■ **CONSIGNE**
Extrayez mot pour mot de l'entretien avec le métropolite Hilarion, plus bas, le passage qui s'ouvre sur les mots contenant « - L’importance du » et se ferme sur « vie de l’Orthodoxie. ».

■ **EXTRAIT DU TEXTE**
>>>
Le métropolite Hilarion de Volokolamsk : « L’uniatisme était et reste un projet spécial de l’Église catholique romaine pour la conversion des orthodoxes au catholicisme. »
Dans une interview accordée au journal National Catholic Register, le métropolite Hilarion de Volokolamsk, président du Département des relations ecclésiastiques extérieures du Patriarcat de Moscou a parlé de l’importance du Concile panorthodoxe prévu pour 2016, de la situation en Ukraine, ainsi que des relations orthodoxes-catholiques aujourd’hui.
- Quelle importance revêt pour l’Église orthodoxe le Concile panorthodoxe prévu pour 2016 ? Est-ce un évènement similaire au Concile Vatican II dans l’histoire de l’Église catholique ?
- L’importance du Concile panorthodoxe tient à ce que depuis l’époque des Conciles œcuméniques, ce sera le premier concile auquel seront représentés l’ensemble des Églises orthodoxes reconnues aujourd’hui. Durant les douze siècles qui se sont écoulés, des conciles de différents niveaux avaient été convoqués. Ils rassemblaient des représentants de différentes Églises, mais il s’agira là du premier Concile commun à toute l’Orthodoxie pour toute la période. Ce Concile est le fruit d’un travail de longue haleine effectué par les Églises locales depuis plus de 50 ans. Il peut difficilement être comparé au Concile Vatican II car leurs programmes sont très différents. Par ailleurs, nous n’attendons pas du Concile panorthodoxe des réformes qui influeraient considérablement sur la vie de l’Orthodoxie.
<<<
■ **LIGNES**
>>>
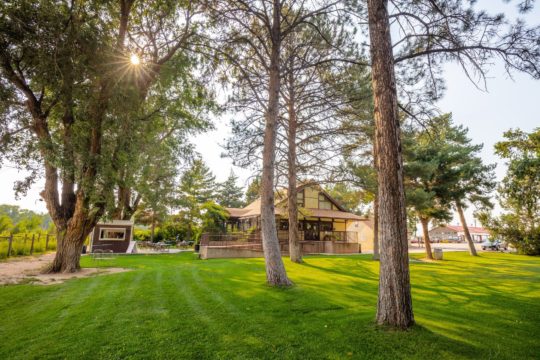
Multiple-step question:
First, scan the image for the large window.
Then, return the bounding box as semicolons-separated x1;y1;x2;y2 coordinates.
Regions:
319;194;332;210
99;229;126;241
320;221;334;231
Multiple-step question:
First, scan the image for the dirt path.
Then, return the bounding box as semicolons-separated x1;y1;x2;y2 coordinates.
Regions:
0;253;129;285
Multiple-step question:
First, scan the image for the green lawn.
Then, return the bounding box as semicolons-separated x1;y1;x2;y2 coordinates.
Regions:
0;253;540;359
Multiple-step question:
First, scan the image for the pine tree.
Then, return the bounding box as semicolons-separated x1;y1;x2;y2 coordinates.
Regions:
218;170;244;208
178;159;216;241
246;176;261;205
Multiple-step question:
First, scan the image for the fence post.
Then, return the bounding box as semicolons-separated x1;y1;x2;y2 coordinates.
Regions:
7;233;13;257
30;234;36;255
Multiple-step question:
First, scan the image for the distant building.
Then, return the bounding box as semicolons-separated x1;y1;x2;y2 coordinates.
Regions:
429;225;489;242
90;220;136;253
201;183;373;258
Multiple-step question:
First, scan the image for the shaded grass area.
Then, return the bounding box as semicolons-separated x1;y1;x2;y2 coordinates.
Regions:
<<<
■ **SOLUTION**
- L’importance du Concile panorthodoxe tient à ce que depuis l’époque des Conciles œcuméniques, ce sera le premier concile auquel seront représentés l’ensemble des Églises orthodoxes reconnues aujourd’hui. Durant les douze siècles qui se sont écoulés, des conciles de différents niveaux avaient été convoqués. Ils rassemblaient des représentants de différentes Églises, mais il s’agira là du premier Concile commun à toute l’Orthodoxie pour toute la période. Ce Concile est le fruit d’un travail de longue haleine effectué par les Églises locales depuis plus de 50 ans. Il peut difficilement être comparé au Concile Vatican II car leurs programmes sont très différents. Par ailleurs, nous n’attendons pas du Concile panorthodoxe des réformes qui influeraient considérablement sur la vie de l’Orthodoxie.